**Exercise prompt**: Quote word for word the lines below, beginning with the first and ending with the one that has "output [[60, 47]].". Drop the pictures.

### Available records

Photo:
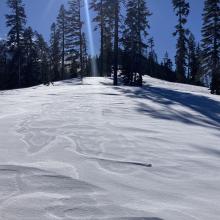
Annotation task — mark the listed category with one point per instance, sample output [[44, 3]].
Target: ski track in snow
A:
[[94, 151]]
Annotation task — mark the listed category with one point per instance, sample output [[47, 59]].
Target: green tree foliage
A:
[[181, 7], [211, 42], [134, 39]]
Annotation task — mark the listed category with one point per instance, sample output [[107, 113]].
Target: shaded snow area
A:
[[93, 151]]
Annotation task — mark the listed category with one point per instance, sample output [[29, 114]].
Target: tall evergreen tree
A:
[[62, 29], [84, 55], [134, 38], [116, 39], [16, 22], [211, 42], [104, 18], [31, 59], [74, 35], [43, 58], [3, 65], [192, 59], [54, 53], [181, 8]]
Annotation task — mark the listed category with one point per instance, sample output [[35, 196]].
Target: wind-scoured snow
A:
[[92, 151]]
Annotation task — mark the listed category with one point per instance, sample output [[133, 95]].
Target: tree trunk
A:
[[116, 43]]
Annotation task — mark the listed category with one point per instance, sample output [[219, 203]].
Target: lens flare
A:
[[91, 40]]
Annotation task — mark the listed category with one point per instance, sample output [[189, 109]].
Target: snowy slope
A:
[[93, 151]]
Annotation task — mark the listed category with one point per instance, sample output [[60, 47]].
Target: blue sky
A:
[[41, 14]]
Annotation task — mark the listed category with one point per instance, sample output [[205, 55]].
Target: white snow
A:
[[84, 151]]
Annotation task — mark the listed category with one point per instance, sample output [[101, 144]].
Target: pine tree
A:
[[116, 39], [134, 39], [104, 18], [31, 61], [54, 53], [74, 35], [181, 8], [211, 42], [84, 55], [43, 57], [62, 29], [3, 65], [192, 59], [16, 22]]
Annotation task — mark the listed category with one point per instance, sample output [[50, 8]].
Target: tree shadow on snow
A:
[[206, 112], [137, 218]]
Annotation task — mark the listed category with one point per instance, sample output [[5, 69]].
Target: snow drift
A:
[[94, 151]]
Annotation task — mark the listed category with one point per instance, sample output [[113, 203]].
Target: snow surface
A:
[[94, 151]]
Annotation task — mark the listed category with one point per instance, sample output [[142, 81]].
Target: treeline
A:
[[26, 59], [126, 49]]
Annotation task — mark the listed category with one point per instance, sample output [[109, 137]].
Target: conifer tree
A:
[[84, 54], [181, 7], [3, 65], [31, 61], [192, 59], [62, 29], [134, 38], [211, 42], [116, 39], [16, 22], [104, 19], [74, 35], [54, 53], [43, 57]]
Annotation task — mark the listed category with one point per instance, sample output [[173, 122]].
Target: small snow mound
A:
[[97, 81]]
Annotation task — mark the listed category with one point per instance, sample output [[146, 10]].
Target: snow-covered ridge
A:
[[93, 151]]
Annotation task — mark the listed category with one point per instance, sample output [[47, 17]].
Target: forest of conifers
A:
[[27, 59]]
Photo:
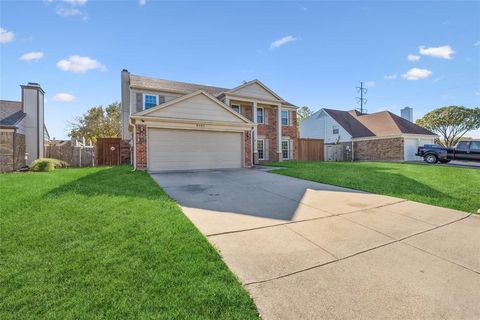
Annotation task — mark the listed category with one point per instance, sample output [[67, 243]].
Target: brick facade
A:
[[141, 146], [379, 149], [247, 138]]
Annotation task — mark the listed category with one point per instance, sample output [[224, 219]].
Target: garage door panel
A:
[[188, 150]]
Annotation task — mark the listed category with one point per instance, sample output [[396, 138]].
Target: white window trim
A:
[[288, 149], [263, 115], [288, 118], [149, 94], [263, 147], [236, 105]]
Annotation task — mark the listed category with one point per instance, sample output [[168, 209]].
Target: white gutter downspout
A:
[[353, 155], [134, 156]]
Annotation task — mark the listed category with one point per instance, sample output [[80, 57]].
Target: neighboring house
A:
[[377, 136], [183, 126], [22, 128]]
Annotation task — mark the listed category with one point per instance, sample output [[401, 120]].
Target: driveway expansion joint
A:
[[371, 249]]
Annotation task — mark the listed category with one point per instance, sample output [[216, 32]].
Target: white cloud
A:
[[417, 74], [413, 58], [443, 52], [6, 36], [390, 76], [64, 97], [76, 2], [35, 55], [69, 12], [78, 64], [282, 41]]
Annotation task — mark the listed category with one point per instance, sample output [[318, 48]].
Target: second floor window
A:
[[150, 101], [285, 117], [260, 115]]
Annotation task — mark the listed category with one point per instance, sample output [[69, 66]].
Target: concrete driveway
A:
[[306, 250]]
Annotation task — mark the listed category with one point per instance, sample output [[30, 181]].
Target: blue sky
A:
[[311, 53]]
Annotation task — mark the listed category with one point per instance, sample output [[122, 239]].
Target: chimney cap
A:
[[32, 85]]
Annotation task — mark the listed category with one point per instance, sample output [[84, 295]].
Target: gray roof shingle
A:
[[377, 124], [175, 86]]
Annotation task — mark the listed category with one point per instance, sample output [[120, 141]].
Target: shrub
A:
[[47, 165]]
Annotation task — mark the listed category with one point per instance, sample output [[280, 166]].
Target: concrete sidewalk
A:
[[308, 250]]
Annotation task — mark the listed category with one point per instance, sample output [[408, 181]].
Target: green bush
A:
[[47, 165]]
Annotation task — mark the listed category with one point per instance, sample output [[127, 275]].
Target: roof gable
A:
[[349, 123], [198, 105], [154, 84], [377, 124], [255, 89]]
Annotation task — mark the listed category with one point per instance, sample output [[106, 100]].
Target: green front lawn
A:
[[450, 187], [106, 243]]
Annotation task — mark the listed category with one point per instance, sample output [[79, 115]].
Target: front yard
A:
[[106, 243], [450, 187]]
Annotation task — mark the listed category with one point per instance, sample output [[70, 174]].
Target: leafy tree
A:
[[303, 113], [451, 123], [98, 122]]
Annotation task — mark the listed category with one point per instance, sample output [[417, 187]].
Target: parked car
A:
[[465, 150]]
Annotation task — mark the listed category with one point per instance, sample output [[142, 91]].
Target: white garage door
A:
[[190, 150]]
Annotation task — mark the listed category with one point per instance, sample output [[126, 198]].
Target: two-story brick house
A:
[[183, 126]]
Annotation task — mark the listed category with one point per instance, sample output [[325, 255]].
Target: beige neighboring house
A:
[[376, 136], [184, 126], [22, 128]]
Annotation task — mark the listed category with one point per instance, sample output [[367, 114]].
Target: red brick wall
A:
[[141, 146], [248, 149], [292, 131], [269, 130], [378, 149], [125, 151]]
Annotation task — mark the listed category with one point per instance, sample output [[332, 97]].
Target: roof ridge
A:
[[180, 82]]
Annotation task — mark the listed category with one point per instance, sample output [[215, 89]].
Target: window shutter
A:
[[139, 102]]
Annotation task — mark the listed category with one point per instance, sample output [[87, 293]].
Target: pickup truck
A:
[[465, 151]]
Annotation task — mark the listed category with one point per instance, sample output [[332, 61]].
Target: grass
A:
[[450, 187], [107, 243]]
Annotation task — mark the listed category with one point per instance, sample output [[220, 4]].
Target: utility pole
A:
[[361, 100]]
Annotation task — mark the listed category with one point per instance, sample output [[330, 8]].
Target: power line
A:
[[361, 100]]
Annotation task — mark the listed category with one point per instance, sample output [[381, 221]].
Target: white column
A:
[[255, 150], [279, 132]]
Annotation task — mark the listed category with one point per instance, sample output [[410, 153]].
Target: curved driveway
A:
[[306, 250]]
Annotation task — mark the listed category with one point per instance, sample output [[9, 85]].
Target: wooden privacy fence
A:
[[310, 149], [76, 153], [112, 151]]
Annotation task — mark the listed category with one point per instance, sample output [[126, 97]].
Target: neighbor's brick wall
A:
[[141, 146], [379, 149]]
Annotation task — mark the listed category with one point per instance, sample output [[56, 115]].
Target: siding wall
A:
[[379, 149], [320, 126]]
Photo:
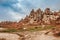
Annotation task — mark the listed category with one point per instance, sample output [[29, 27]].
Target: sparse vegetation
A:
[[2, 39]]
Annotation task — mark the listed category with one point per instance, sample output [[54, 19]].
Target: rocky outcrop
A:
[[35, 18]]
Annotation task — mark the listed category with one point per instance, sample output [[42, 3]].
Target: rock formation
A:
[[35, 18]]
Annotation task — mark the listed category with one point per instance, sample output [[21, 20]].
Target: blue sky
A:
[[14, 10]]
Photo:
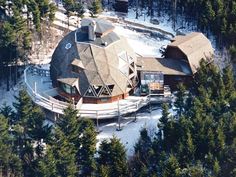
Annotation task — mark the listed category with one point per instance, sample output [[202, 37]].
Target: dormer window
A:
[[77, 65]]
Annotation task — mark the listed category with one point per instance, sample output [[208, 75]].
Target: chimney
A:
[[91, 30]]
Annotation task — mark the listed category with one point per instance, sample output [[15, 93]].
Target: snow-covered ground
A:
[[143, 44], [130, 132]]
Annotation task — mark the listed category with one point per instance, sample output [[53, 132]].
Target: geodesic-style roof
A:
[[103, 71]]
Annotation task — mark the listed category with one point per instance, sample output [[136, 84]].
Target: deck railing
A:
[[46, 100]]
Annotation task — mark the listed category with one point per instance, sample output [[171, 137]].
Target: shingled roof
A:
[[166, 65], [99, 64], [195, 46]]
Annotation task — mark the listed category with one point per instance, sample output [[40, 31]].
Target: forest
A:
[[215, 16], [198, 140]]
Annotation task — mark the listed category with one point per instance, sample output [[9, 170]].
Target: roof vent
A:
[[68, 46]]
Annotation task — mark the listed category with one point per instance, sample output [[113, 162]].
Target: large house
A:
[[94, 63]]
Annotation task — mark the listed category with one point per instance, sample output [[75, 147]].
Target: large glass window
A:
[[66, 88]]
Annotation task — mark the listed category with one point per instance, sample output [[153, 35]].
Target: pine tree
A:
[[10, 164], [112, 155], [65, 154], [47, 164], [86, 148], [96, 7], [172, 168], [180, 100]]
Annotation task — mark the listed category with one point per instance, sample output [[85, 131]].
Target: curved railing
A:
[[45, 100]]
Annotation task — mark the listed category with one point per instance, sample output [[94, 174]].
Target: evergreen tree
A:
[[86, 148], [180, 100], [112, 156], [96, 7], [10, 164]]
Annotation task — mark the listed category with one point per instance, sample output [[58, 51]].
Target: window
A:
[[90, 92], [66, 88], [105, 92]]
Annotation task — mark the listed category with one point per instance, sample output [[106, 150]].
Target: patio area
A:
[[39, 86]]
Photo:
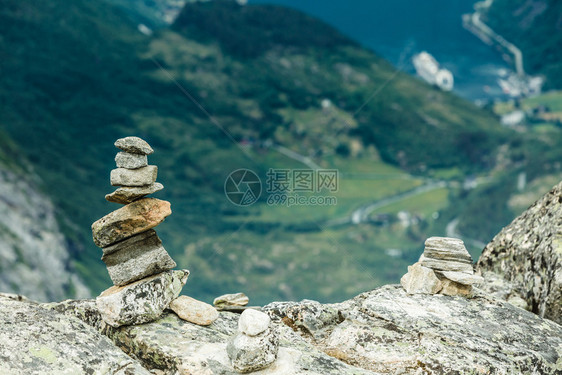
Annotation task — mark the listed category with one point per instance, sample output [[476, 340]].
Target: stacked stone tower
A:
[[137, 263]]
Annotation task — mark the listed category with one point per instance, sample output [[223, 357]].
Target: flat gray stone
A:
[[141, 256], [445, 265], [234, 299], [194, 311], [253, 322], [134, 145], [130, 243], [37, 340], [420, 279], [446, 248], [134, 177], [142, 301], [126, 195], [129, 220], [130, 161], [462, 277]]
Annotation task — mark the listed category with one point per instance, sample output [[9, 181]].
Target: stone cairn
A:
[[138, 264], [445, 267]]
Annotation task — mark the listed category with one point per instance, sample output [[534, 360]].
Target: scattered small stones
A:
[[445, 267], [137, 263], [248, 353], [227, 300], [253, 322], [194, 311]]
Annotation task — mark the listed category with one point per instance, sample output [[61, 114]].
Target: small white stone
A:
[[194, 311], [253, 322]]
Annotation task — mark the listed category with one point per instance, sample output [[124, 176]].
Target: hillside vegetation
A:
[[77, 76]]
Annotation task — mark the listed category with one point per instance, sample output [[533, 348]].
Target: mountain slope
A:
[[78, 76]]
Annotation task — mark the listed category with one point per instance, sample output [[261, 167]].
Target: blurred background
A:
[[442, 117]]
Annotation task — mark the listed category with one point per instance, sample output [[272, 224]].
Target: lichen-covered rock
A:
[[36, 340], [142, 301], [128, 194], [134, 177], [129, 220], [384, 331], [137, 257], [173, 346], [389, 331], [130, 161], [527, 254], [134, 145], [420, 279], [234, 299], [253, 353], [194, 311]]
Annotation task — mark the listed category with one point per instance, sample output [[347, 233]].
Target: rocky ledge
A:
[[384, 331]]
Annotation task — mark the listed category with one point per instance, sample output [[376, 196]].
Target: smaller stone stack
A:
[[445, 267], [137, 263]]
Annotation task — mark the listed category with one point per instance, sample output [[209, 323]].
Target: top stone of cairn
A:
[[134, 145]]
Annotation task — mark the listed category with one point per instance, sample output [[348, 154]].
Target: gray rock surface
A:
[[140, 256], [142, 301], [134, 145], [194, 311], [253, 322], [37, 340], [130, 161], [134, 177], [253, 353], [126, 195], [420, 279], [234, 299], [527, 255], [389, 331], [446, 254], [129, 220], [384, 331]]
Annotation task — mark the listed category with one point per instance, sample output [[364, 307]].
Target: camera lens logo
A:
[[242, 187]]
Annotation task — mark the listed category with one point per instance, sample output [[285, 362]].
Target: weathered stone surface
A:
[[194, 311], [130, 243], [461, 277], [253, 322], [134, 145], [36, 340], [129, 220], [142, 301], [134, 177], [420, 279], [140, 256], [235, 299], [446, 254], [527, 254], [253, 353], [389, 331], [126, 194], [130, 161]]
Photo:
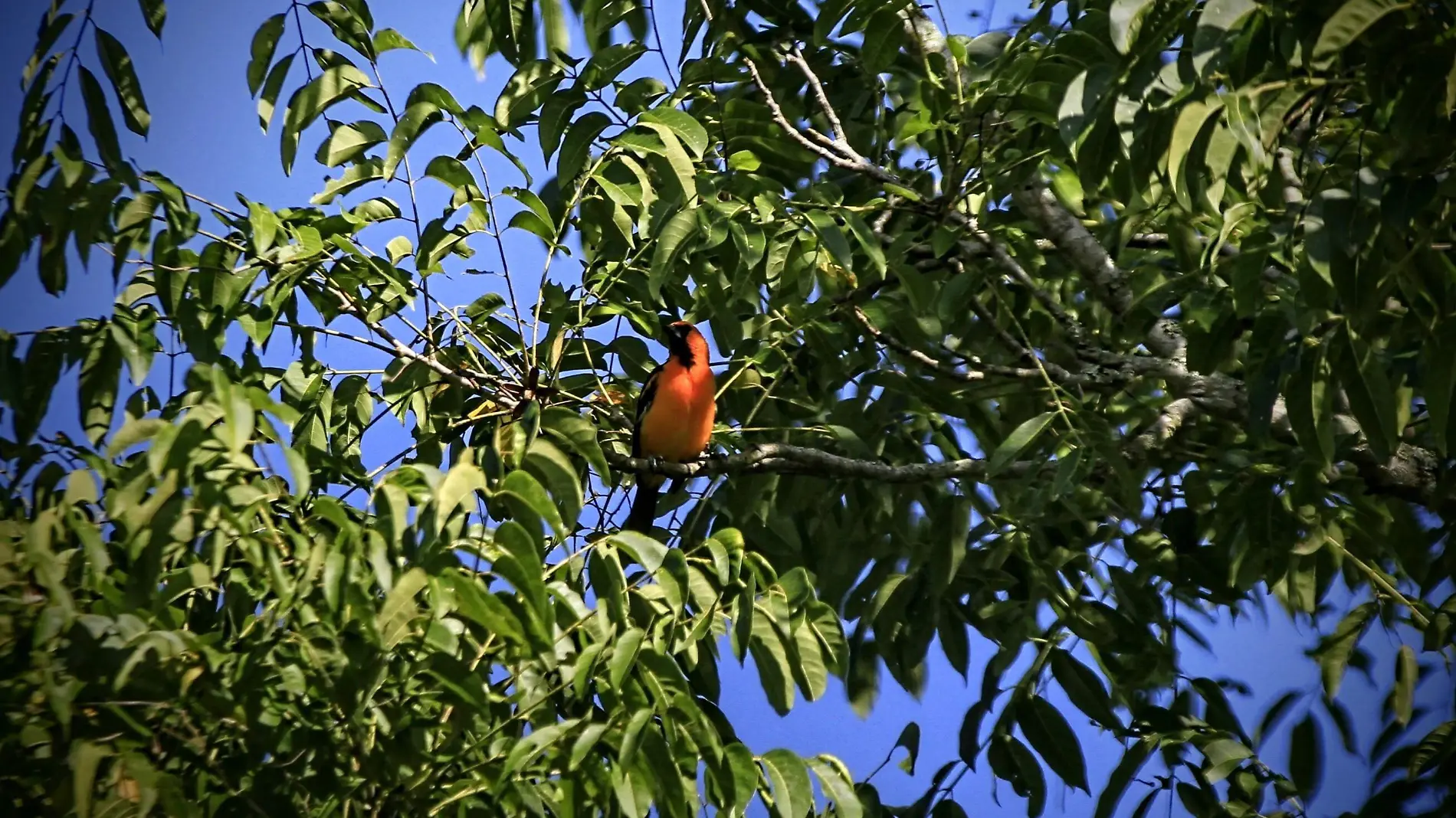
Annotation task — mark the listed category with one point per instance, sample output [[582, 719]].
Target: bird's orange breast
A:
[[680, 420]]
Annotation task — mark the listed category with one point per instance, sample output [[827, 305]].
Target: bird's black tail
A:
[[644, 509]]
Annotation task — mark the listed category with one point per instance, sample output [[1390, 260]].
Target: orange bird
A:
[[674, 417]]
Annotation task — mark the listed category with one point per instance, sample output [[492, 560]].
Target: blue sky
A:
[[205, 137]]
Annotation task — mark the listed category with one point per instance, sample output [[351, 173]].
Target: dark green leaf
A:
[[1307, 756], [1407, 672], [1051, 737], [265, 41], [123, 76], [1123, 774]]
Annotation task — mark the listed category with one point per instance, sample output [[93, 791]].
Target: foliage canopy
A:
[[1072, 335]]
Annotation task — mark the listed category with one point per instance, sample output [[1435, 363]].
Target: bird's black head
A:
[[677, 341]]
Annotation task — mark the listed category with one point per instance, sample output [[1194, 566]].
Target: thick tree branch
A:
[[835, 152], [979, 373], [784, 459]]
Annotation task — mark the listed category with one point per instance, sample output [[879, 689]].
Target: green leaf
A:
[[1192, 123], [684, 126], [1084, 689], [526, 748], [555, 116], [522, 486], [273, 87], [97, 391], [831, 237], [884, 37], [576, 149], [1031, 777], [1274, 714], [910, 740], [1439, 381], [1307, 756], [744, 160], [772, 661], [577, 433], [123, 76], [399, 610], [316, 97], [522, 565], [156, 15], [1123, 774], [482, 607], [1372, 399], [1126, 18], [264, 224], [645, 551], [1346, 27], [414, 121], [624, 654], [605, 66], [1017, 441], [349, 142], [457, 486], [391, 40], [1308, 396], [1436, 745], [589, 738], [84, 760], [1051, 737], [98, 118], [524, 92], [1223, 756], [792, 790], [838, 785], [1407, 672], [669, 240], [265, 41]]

######

**Answer area**:
Photo:
Annotation task — mark the listed category with one point per instance, sample output [[44, 3]].
Target: ski track in snow
A:
[[94, 151]]
Annotation task — mark the listed category with one point per instance, sample output [[47, 59]].
Target: green tree foliage
A:
[[181, 7], [211, 42], [134, 39]]
Annotation task — mark the listed category with one point per instance, sample output [[107, 113]].
Target: shaded snow area
A:
[[93, 151]]
Annotation task — mark the listed category with one point per instance, sample output [[29, 114]].
Target: tall evergreen tree
A:
[[62, 29], [84, 55], [134, 38], [116, 39], [16, 22], [211, 42], [104, 18], [31, 59], [74, 35], [43, 58], [3, 65], [192, 59], [54, 53], [181, 8]]
Annotation task — mark the listed category with one point per instance, sample output [[35, 196]].
Target: wind-scoured snow
A:
[[92, 151]]
Annotation task — mark the listed category with one point per instance, sample output [[133, 95]].
Target: tree trunk
A:
[[116, 43]]
Annotation task — mark the listed category with one point per instance, sample output [[219, 203]].
Target: lens flare
A:
[[91, 40]]
Annotation task — mark the listed category with one point per instance, sample output [[189, 109]].
Target: snowy slope
A:
[[93, 151]]
Annotation task — mark the listed category with one point per instance, sample output [[60, 47]].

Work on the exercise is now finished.